* [WORK REQUEST]:
Your task is to restate the data word for word.

++++++++

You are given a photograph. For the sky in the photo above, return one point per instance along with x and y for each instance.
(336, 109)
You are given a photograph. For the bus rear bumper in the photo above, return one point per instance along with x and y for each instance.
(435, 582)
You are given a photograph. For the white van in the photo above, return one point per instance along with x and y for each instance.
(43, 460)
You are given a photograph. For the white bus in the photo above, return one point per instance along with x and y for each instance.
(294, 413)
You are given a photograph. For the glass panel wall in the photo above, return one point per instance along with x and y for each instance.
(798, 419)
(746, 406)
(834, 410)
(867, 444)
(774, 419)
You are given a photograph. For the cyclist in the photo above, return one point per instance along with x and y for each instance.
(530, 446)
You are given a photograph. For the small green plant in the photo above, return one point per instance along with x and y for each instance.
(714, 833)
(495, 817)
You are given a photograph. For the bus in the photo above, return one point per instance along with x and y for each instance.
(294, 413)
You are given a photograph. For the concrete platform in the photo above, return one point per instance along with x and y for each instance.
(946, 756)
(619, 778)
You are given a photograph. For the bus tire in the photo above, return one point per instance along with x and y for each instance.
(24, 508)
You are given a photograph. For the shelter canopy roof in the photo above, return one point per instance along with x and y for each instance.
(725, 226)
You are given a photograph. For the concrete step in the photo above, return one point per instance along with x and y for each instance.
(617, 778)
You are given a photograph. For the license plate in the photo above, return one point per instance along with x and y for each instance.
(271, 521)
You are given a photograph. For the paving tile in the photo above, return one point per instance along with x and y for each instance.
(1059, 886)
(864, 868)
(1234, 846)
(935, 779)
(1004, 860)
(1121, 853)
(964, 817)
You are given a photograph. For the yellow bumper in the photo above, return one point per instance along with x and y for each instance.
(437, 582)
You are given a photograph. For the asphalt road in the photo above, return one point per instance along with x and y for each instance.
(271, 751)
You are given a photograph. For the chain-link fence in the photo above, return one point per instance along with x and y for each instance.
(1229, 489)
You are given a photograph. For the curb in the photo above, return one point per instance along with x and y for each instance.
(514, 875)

++++++++

* [ANSWER BELOW]:
You are given a photograph. For the sky in the photo above, return one point per instance along with x and y for each instance.
(336, 109)
You are given a photograph. For the bus rear bumper in the photo above, return one point per instance along with x and y for each instance.
(435, 582)
You are given a photograph. For the white van in the photo above, return one point per instance along with x and y for each instance.
(43, 460)
You are given a photograph. For the white bus in the photo above, return one point per instance along with x and y for each instance.
(294, 413)
You are given a photograph. For the glass panel wall in the photo above, return one point per instance along with x and y for each instance.
(798, 419)
(746, 406)
(834, 410)
(867, 444)
(774, 419)
You are given a photograph. For the cyclist in the photo above, return one point per instance along with x and y for each instance.
(530, 446)
You are given a photograph. For the small green plant in the photo above, return one point per instance along with x and y for each instance.
(714, 833)
(495, 817)
You are given a photograph. For the bus in the photo above, return one point per instance along with x and y for each instance.
(294, 413)
You are given a photograph. For the concrete platform in the photo above, return one point per instance along with x and y for each instance.
(946, 756)
(619, 778)
You are given a photograph. For the bus tire in the photo above, return one point per instance along with x and y for each instance.
(24, 508)
You are given a photograph. For the shelter canopy roof in the photo above, return one point per instance along with x and y for each instance.
(725, 226)
You are given a photograph. For the concrete step in the photo above, return one point per instance along with x and y for each instance.
(617, 778)
You are given a photograph. For the license plate in the photo above, return one point per instance along with x and y for each instance.
(271, 521)
You are given a photograph. For the paving tile in the photo above, return one point per instance along with x and y for each instance.
(1059, 886)
(864, 868)
(1234, 846)
(935, 779)
(1004, 860)
(1121, 853)
(964, 817)
You are given a photograph. For the yellow bumper in the photo above, return one point per instance along with x and y for each instance.
(437, 582)
You are given a photograph. For the asphalt road in the photo above, return one point per instance along with x and y for each instance.
(271, 751)
You are given a photograph. For the chain-link fence in the photo above, return one point per instance along with x and y for each instance.
(1229, 489)
You are given a photograph. For the curb in the photo above, return one point per instance along with x and y for each instance.
(514, 875)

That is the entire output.